Provided data
****

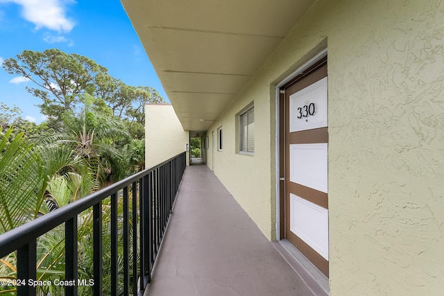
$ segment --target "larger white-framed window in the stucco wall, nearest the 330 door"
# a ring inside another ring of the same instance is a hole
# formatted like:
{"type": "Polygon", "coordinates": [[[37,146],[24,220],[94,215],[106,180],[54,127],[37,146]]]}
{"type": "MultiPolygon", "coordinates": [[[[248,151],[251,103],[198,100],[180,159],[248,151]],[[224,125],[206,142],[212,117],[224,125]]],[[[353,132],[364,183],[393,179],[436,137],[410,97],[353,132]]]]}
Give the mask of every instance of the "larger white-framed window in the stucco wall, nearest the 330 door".
{"type": "Polygon", "coordinates": [[[255,107],[239,115],[239,152],[255,152],[255,107]]]}

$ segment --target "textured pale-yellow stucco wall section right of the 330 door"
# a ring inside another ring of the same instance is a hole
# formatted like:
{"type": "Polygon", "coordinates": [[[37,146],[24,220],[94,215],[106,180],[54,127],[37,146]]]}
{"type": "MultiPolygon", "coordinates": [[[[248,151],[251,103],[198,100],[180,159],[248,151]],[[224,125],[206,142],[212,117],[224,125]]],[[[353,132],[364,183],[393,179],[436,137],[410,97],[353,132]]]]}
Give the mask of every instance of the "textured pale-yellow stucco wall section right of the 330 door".
{"type": "Polygon", "coordinates": [[[332,295],[443,295],[444,5],[357,2],[328,39],[332,295]]]}

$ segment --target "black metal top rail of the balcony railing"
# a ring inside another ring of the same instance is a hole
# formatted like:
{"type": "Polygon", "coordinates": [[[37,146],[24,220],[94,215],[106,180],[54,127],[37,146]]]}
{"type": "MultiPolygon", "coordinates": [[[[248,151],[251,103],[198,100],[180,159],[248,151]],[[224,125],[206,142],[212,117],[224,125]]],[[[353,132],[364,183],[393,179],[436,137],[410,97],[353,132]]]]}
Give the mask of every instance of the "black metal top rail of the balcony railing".
{"type": "Polygon", "coordinates": [[[26,245],[28,241],[31,241],[32,239],[37,238],[46,232],[49,232],[49,230],[57,227],[58,225],[65,223],[67,220],[74,218],[82,211],[85,211],[89,207],[92,207],[94,204],[99,203],[101,200],[108,198],[108,196],[112,195],[112,193],[116,193],[120,189],[129,186],[133,182],[137,182],[137,180],[148,175],[152,171],[155,171],[155,169],[160,168],[164,164],[171,162],[171,160],[182,155],[183,153],[185,152],[179,153],[178,155],[171,157],[161,164],[157,164],[156,166],[153,166],[151,168],[146,168],[144,171],[136,173],[135,175],[132,175],[130,177],[127,177],[126,179],[100,189],[99,191],[89,194],[84,198],[80,198],[75,202],[71,202],[65,207],[60,207],[59,209],[51,211],[51,213],[49,214],[41,216],[4,234],[1,234],[0,258],[3,258],[3,256],[6,256],[7,254],[14,252],[15,250],[18,250],[20,247],[26,245]]]}

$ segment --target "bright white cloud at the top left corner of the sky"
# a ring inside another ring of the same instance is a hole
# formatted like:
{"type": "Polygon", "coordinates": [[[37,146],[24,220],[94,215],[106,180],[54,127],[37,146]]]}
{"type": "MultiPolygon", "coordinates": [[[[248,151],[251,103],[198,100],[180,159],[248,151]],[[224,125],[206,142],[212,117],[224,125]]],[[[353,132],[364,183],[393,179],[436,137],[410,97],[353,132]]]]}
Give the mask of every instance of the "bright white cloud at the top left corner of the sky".
{"type": "Polygon", "coordinates": [[[22,6],[22,16],[35,24],[35,29],[48,28],[58,32],[70,32],[74,21],[65,15],[63,0],[0,0],[0,3],[17,3],[22,6]]]}

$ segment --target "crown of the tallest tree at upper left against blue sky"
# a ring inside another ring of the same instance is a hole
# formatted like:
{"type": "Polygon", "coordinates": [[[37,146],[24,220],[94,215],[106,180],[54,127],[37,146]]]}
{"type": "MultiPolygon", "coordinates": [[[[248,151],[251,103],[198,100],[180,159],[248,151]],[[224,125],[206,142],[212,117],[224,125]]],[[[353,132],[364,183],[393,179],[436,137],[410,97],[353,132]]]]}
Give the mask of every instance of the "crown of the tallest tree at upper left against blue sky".
{"type": "Polygon", "coordinates": [[[60,121],[65,110],[75,111],[78,95],[93,94],[96,77],[108,71],[83,55],[59,49],[23,51],[17,59],[6,59],[3,69],[28,78],[38,86],[26,89],[42,100],[39,107],[50,121],[60,121]]]}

****

Top to bottom, retype the listing exactly but drop every picture.

$ segment --target "larger white-framed window in the stucco wall, nearest the 330 door"
# a ring inside another ring of the same instance is a hole
# formatted like:
{"type": "Polygon", "coordinates": [[[37,146],[24,220],[94,215],[106,180],[54,127],[37,146]]]}
{"type": "MultiPolygon", "coordinates": [[[[248,151],[251,103],[198,100],[180,159],[248,151]],[[224,125],[206,142],[212,117],[224,125]]],[[[353,132],[364,183],[393,179],[436,137],[410,97],[353,132]]]]}
Give the mask of every instance of the "larger white-framed window in the stucco wall, nearest the 330 door".
{"type": "Polygon", "coordinates": [[[255,107],[239,115],[239,152],[255,152],[255,107]]]}

$ segment --target "textured pale-yellow stucco wall section right of the 330 door"
# a ring inside another ring of the same instance is a hole
# formatted like:
{"type": "Polygon", "coordinates": [[[37,146],[24,220],[94,215],[106,180],[54,127],[37,146]]]}
{"type": "MultiPolygon", "coordinates": [[[[248,151],[251,103],[198,100],[180,159],[248,151]],[[224,125],[206,142],[212,117],[224,125]]],[[[353,132],[364,183],[393,179],[436,137],[410,97],[353,132]]]]}
Give the mask of every instance of the "textured pale-yellow stucco wall section right of the 330 door".
{"type": "Polygon", "coordinates": [[[332,295],[443,295],[444,5],[357,2],[328,39],[332,295]]]}

$ segment --target "black metal top rail of the balcony railing"
# a ring inside another ring of the same instance is a hole
# formatted like:
{"type": "Polygon", "coordinates": [[[37,146],[24,220],[94,215],[106,180],[54,127],[37,146]]]}
{"type": "MultiPolygon", "coordinates": [[[[248,151],[251,103],[198,100],[180,159],[248,151]],[[224,125],[206,142],[212,117],[224,125]]],[[[353,132],[364,183],[393,179],[436,137],[410,97],[353,132]]]]}
Give the mask of every instance of the "black metal top rail of the balcony railing".
{"type": "Polygon", "coordinates": [[[26,245],[28,241],[31,241],[32,239],[37,238],[46,232],[49,232],[49,230],[57,227],[58,225],[65,223],[67,220],[74,218],[82,211],[85,211],[89,207],[92,207],[94,204],[99,203],[101,200],[108,198],[108,196],[112,195],[112,193],[116,193],[120,189],[129,186],[133,182],[137,182],[137,180],[148,175],[152,171],[155,171],[155,169],[160,168],[164,164],[171,162],[171,160],[182,155],[183,153],[185,152],[179,153],[178,155],[171,157],[161,164],[157,164],[156,166],[153,166],[151,168],[146,168],[144,171],[136,173],[135,175],[132,175],[130,177],[127,177],[126,179],[100,189],[99,191],[89,194],[84,198],[80,198],[75,202],[71,202],[65,207],[60,207],[59,209],[51,211],[51,213],[49,214],[41,216],[4,234],[1,234],[0,258],[3,258],[3,256],[6,256],[7,254],[14,252],[15,250],[18,250],[20,247],[26,245]]]}

$ segment --target "bright white cloud at the top left corner of the sky"
# a ring inside another ring of the same instance is a hole
# formatted like:
{"type": "Polygon", "coordinates": [[[37,146],[24,220],[94,215],[106,180],[54,127],[37,146]]]}
{"type": "MultiPolygon", "coordinates": [[[[248,151],[251,103],[198,100],[180,159],[248,151]],[[224,125],[206,142],[212,117],[224,125]]],[[[353,132],[364,183],[393,179],[436,137],[410,97],[353,132]]]]}
Give the mask of every instance of the "bright white cloud at the top left corner of the sky".
{"type": "Polygon", "coordinates": [[[22,6],[22,16],[35,24],[35,29],[48,28],[58,32],[70,32],[74,21],[65,15],[63,0],[0,0],[0,3],[17,3],[22,6]]]}

$ segment --target "crown of the tallest tree at upper left against blue sky"
# a ring inside another ring of the same instance is a hole
# formatted like:
{"type": "Polygon", "coordinates": [[[37,146],[24,220],[94,215],[106,180],[54,127],[37,146]]]}
{"type": "MultiPolygon", "coordinates": [[[[248,151],[251,103],[198,100],[180,159],[248,151]],[[224,125],[206,142],[212,117],[224,125]]],[[[353,132],[364,183],[393,179],[436,137],[410,97],[353,132]]]]}
Give the mask of every instance of the "crown of the tallest tree at upper left against blue sky".
{"type": "Polygon", "coordinates": [[[60,121],[65,110],[75,111],[78,95],[93,94],[96,77],[108,71],[83,55],[59,49],[23,51],[17,59],[6,59],[3,69],[28,78],[38,86],[26,89],[42,100],[39,107],[50,121],[60,121]]]}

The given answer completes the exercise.